#### Exercise details
Duplicate the lines of the records starting at the line that contains "[segment] pen" and ending at the end of the records, both ends included.

##### Items

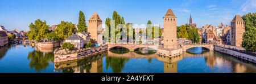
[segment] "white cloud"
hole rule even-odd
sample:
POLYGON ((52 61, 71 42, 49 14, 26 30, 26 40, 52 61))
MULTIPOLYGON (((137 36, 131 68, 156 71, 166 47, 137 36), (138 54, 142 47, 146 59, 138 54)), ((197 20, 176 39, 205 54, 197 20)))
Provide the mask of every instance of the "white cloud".
POLYGON ((210 6, 207 6, 207 8, 214 8, 216 7, 216 6, 215 6, 215 5, 210 5, 210 6))
POLYGON ((189 11, 188 10, 185 10, 185 9, 179 10, 179 11, 182 11, 182 12, 190 12, 190 11, 189 11))
POLYGON ((240 8, 242 12, 249 12, 256 10, 256 1, 247 0, 240 8))
POLYGON ((218 10, 218 8, 210 8, 209 9, 210 10, 218 10))

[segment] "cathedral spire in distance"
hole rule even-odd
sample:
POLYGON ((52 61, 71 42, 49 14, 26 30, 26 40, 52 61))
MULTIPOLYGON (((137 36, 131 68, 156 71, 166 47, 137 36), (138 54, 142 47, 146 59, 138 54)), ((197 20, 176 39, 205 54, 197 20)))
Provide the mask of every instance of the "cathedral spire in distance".
POLYGON ((190 25, 192 25, 192 17, 191 17, 191 14, 190 14, 189 24, 190 24, 190 25))

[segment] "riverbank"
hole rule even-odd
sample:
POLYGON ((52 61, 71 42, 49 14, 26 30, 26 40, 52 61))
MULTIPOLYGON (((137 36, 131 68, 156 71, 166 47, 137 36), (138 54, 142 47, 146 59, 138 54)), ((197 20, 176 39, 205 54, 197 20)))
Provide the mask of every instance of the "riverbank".
POLYGON ((99 54, 108 50, 107 45, 101 45, 77 50, 66 50, 62 47, 56 49, 54 52, 54 63, 71 61, 86 58, 99 54))
POLYGON ((214 51, 222 52, 225 54, 230 55, 240 59, 242 59, 256 63, 256 57, 250 55, 243 54, 242 52, 240 52, 237 51, 230 50, 226 48, 223 48, 217 46, 214 46, 214 51))

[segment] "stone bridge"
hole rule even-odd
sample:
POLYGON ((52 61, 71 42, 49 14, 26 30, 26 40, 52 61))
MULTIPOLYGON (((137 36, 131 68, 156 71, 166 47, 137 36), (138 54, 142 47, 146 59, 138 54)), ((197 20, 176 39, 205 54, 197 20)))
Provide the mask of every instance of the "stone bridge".
POLYGON ((116 54, 110 51, 108 51, 108 56, 118 57, 123 58, 155 58, 158 55, 156 54, 152 54, 149 55, 138 54, 135 52, 129 52, 125 54, 116 54))
POLYGON ((207 48, 210 51, 213 50, 214 48, 213 44, 183 45, 181 45, 181 47, 184 51, 186 51, 187 49, 196 47, 202 47, 207 48))
POLYGON ((130 51, 134 51, 135 49, 140 47, 150 47, 155 50, 158 48, 158 45, 151 44, 108 44, 108 50, 114 47, 122 47, 129 49, 130 51))

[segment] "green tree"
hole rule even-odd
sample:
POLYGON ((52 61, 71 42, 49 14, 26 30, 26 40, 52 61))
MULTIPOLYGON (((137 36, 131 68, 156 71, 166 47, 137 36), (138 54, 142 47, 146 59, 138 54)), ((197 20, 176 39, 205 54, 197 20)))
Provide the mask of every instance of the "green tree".
POLYGON ((188 38, 192 40, 192 43, 198 43, 200 41, 200 36, 196 28, 193 26, 188 28, 188 38))
MULTIPOLYGON (((158 37, 160 37, 163 34, 163 33, 162 33, 162 29, 161 28, 160 28, 159 27, 157 26, 152 26, 152 23, 151 21, 148 20, 147 21, 147 29, 146 30, 146 35, 148 37, 151 37, 152 39, 154 39, 155 38, 158 38, 158 37), (155 37, 155 29, 158 29, 158 37, 155 37), (151 33, 148 33, 148 32, 150 32, 151 33)), ((141 31, 140 31, 140 33, 141 33, 141 31)))
POLYGON ((71 22, 68 23, 67 21, 61 21, 61 23, 58 24, 57 26, 57 28, 54 31, 60 39, 65 39, 75 33, 75 30, 76 28, 75 27, 75 25, 71 22))
POLYGON ((13 34, 8 34, 7 36, 9 41, 14 39, 14 36, 13 34))
POLYGON ((185 38, 188 39, 188 34, 186 30, 186 27, 184 25, 183 25, 179 27, 179 32, 177 32, 177 35, 180 38, 185 38))
POLYGON ((54 54, 52 52, 44 54, 39 51, 33 51, 28 53, 27 59, 30 60, 28 64, 30 68, 34 68, 37 72, 40 72, 41 70, 46 70, 50 63, 53 62, 54 54))
POLYGON ((75 48, 75 45, 69 42, 64 42, 62 44, 62 47, 65 49, 73 50, 75 48))
POLYGON ((89 48, 89 47, 92 47, 93 46, 93 44, 92 43, 92 42, 90 42, 90 41, 89 41, 88 42, 88 43, 86 43, 86 45, 85 45, 85 46, 84 46, 84 48, 89 48))
POLYGON ((242 46, 247 51, 255 51, 256 12, 246 14, 242 18, 245 23, 245 32, 243 34, 242 46))
POLYGON ((60 37, 57 36, 57 33, 55 32, 48 33, 46 37, 46 38, 48 40, 53 39, 55 41, 59 41, 61 39, 61 38, 60 38, 60 37))
POLYGON ((80 11, 79 12, 79 24, 77 25, 78 32, 86 32, 87 26, 85 22, 85 17, 84 13, 80 11))
MULTIPOLYGON (((109 37, 110 37, 111 42, 115 42, 115 38, 121 38, 122 39, 122 37, 118 34, 121 31, 122 31, 122 28, 126 27, 123 25, 118 26, 119 24, 125 25, 125 19, 123 17, 120 16, 119 14, 117 14, 117 11, 114 11, 113 13, 112 19, 108 17, 106 19, 105 21, 106 25, 106 30, 109 30, 108 31, 106 31, 104 34, 109 34, 109 37), (113 20, 114 21, 114 22, 111 21, 113 20), (113 25, 112 25, 113 24, 113 25), (113 34, 115 36, 111 36, 110 34, 113 34)), ((125 30, 124 30, 125 31, 125 30)), ((126 30, 125 30, 126 31, 126 30)), ((125 32, 126 33, 127 32, 125 32)), ((106 37, 104 37, 107 38, 106 37)))
POLYGON ((40 41, 46 38, 49 33, 49 25, 46 24, 46 21, 42 21, 40 19, 35 21, 35 24, 31 23, 28 33, 28 39, 40 41))

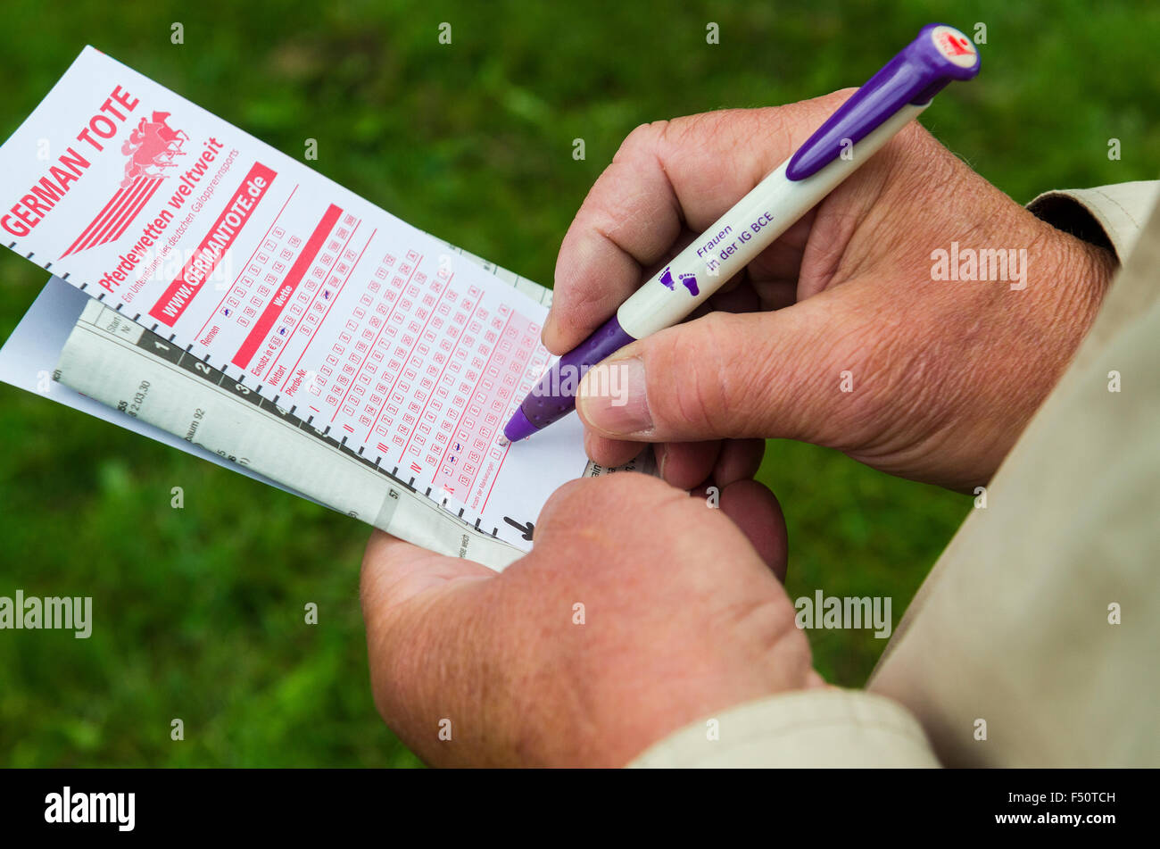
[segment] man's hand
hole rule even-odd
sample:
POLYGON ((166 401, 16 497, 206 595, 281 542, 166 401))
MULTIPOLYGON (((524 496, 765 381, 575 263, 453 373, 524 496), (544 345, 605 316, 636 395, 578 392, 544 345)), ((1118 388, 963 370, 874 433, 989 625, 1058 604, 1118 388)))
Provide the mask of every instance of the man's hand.
MULTIPOLYGON (((548 348, 581 342, 849 94, 630 135, 564 239, 548 348)), ((581 383, 588 453, 617 465, 640 441, 661 443, 665 479, 690 488, 722 464, 752 474, 753 437, 788 437, 970 488, 1054 386, 1112 267, 1110 253, 1039 222, 911 124, 731 281, 710 302, 719 312, 597 367, 617 379, 581 383), (952 242, 1025 249, 1025 277, 935 281, 931 253, 952 242), (749 441, 718 442, 735 437, 749 441)))
POLYGON ((371 537, 375 703, 426 762, 623 765, 716 711, 821 685, 760 484, 724 487, 711 509, 641 474, 573 481, 535 536, 499 575, 371 537))

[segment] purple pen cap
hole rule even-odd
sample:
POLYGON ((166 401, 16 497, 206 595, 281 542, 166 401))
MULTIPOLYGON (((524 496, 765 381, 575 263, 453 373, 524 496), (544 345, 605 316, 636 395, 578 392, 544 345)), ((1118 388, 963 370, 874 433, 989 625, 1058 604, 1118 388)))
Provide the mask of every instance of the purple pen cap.
POLYGON ((954 80, 979 73, 979 51, 963 32, 928 23, 913 42, 865 81, 790 158, 785 176, 805 180, 838 159, 907 103, 927 103, 954 80))
POLYGON ((580 378, 588 369, 635 341, 612 315, 539 378, 503 427, 503 436, 508 442, 519 442, 571 413, 577 405, 580 378))

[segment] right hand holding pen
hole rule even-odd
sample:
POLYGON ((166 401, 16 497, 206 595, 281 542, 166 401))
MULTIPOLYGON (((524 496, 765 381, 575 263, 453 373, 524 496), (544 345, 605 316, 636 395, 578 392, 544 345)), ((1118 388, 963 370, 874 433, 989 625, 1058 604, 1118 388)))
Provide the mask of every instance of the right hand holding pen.
MULTIPOLYGON (((549 350, 583 341, 849 94, 632 132, 564 238, 549 350)), ((760 440, 783 437, 969 489, 1059 379, 1114 267, 1110 252, 1041 222, 911 124, 726 284, 711 312, 585 378, 588 453, 617 465, 659 443, 670 484, 725 486, 756 471, 760 440), (1005 281, 936 280, 931 254, 952 242, 1015 249, 1022 278, 1009 268, 1005 281)))

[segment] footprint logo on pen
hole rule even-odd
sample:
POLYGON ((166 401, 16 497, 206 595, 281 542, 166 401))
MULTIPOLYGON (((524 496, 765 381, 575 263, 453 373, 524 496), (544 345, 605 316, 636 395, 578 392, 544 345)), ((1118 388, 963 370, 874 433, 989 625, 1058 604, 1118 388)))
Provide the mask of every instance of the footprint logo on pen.
MULTIPOLYGON (((691 295, 693 297, 697 297, 698 295, 701 295, 701 290, 697 289, 697 275, 682 274, 677 276, 681 278, 681 283, 684 284, 684 288, 689 290, 689 295, 691 295)), ((664 273, 661 273, 660 282, 666 289, 675 291, 676 283, 673 281, 672 268, 666 268, 664 273)))

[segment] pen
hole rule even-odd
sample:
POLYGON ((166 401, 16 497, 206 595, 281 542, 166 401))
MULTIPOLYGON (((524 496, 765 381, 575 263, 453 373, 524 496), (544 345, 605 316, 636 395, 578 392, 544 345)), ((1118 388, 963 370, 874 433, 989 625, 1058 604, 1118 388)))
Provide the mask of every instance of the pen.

##########

#### Finished exercise
[segment] pen
hole rule even-odd
sample:
POLYGON ((166 401, 16 497, 206 595, 281 542, 166 401))
MULTIPOLYGON (((524 496, 765 381, 575 263, 453 373, 524 496), (544 345, 605 316, 636 395, 578 392, 544 345)), ((1118 388, 963 370, 874 433, 989 625, 1058 604, 1118 388)))
Provide the mask of every instance of the pen.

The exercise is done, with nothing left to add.